> [Work to complete]:
The output is the lines below from the one with "x=372, y=353" through the one with "Target: white ceiling", both included, printed exactly and with no other line.

============================================================

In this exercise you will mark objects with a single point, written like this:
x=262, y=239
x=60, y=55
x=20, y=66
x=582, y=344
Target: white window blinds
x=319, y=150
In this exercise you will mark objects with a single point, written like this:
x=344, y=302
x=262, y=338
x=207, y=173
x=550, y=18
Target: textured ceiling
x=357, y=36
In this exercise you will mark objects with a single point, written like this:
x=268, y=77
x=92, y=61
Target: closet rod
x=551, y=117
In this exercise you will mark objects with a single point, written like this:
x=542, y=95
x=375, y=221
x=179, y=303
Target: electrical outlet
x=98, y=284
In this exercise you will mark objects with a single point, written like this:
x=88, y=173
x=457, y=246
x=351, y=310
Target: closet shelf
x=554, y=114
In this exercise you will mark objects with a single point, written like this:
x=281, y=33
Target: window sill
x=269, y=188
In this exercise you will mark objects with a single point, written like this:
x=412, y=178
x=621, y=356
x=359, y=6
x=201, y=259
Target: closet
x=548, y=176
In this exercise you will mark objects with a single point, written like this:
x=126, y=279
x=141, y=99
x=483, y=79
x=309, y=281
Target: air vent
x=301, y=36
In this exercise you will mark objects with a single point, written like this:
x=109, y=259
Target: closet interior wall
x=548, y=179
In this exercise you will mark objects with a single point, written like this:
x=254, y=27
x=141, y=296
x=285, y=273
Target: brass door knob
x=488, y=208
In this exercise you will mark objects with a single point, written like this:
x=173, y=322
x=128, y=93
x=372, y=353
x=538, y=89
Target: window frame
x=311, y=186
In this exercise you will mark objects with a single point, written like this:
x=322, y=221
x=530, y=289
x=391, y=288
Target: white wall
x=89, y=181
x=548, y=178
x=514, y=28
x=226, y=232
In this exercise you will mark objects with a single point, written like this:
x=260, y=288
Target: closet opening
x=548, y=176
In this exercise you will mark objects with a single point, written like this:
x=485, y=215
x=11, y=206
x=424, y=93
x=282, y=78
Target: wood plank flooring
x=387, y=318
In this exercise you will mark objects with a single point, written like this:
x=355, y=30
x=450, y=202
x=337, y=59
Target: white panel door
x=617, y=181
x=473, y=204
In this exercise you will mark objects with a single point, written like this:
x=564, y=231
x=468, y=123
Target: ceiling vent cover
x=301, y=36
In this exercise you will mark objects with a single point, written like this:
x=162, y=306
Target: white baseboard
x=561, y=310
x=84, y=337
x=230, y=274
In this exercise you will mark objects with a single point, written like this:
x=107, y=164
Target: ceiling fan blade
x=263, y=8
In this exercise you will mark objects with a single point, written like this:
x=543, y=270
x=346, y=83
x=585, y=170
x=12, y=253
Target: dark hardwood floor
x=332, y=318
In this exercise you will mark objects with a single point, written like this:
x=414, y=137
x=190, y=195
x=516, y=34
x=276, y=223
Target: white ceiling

============================================================

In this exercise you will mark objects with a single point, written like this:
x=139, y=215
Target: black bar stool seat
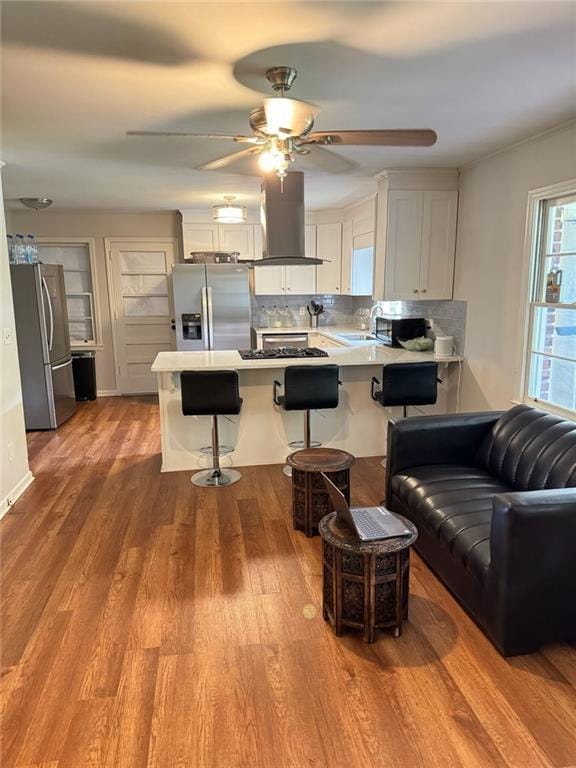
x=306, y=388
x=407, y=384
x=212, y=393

============================================================

> [Result below]:
x=372, y=353
x=538, y=89
Target: window frame
x=311, y=186
In this exercise you will mark objects with a single point, written like this:
x=322, y=221
x=530, y=289
x=391, y=288
Target: white wall
x=89, y=181
x=548, y=178
x=514, y=28
x=226, y=232
In this exercise you will mark objects with a single point, written like this:
x=260, y=288
Target: closet opening
x=548, y=176
In this exercise you will mark objects with a single point, written like this:
x=485, y=215
x=11, y=206
x=424, y=93
x=282, y=78
Target: wood plank flooring
x=387, y=318
In this exercise you will mark objects with a single point, written like this:
x=355, y=30
x=450, y=202
x=337, y=59
Target: white panel door
x=617, y=181
x=473, y=204
In this exercise you will mark objects with a single point, written like this:
x=564, y=231
x=468, y=123
Target: ceiling vent cover
x=301, y=36
In this exercise you will mark objects with a single point, written like this:
x=162, y=306
Target: white baseboard
x=561, y=310
x=84, y=337
x=230, y=274
In this exercise you will mark objects with a single point, written like this:
x=107, y=164
Target: ceiling fan blade
x=263, y=8
In this exercise you will mark objects with a single point, written like this:
x=543, y=270
x=346, y=83
x=585, y=170
x=12, y=253
Target: dark hardwood floor
x=332, y=318
In this exercise you will mark objects with a single point, written like this:
x=414, y=137
x=190, y=195
x=516, y=34
x=276, y=223
Target: white ceiling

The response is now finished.